#### [PROBLEMS TO WORK ON]
1. According to the course module on classification and regression trees, what type of response variable does a classification tree handle?
2. In the course module on classification and regression trees, rewrite the passage that begins at the words "Hacker Pschorr is" and stops after "of the data.", with "Munich" changed to "Bavaria".
3. List every data set that the course module on classification and regression trees says has been used in the course.

BANA7046 Module 6: Classification and Regression Trees

Author

Yichen Qin

1. Tree Models

1.1. Type of Trees

There are two type of tree models, designed for different types of response variable.

  • Classification tree: response variable Y is category.

  • Regression tree: response variable Y is numeric.

In this course, we have used the following data sets and its associates machine learning methods.

iris: knn, kmeans.

Boston housing: linear regression, LASSO, ridge regression, regression tree.

German credit, bankruptcy, credit card: logistic regression, classification tree.

1.2. Classification Trees

1.2.1. Example

Let’s look at a simple example, beer preference.

Hacker Pschorr is one of the oldest beer brewing companies in Munich. It collects data on customers’ beer preference (light/regular) and their demographic information. Its goal is to determine demographic factors for preferring light beer. For simplicity, let’s first focus on only two predictors income and age.

This is essentially a classification problem (binary: light or regular) using two predictors (income and age). Below is a snapshot of the data.

Let’s try to find the relationship between the response variable, beer preference (i.e., light/regular), and the predictors (income and age).

Since there are only two predictors, we can visualize the data using a scatter plot with the symbol shape representing the label.

#### [EXTRACTED MATERIAL]
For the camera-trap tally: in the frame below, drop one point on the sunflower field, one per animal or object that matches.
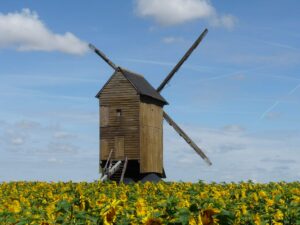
(148, 203)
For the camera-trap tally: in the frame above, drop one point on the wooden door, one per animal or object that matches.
(104, 116)
(104, 151)
(119, 147)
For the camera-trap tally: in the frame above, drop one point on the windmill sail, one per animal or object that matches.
(186, 138)
(166, 116)
(103, 56)
(183, 59)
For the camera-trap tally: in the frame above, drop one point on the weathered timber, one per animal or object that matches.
(124, 169)
(103, 56)
(151, 138)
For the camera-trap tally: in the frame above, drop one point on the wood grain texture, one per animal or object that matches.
(151, 138)
(119, 94)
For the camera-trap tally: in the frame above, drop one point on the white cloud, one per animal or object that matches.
(17, 141)
(166, 12)
(171, 40)
(236, 156)
(26, 32)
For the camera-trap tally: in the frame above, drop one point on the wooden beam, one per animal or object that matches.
(183, 59)
(186, 138)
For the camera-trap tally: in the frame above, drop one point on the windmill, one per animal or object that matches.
(131, 124)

#### [SOLUTION LIST]
1. A categorical response variable.

2.
Hacker Pschorr is one of the oldest beer brewing companies in Bavaria. It collects data on customers’ beer preference (light/regular) and their demographic information. Its goal is to determine demographic factors for preferring light beer. For simplicity, let’s first focus on only two predictors income and age.

This is essentially a classification problem (binary: light or regular) using two predictors (income and age). Below is a snapshot of the data.

3. iris, Boston housing, German credit, bankruptcy, credit card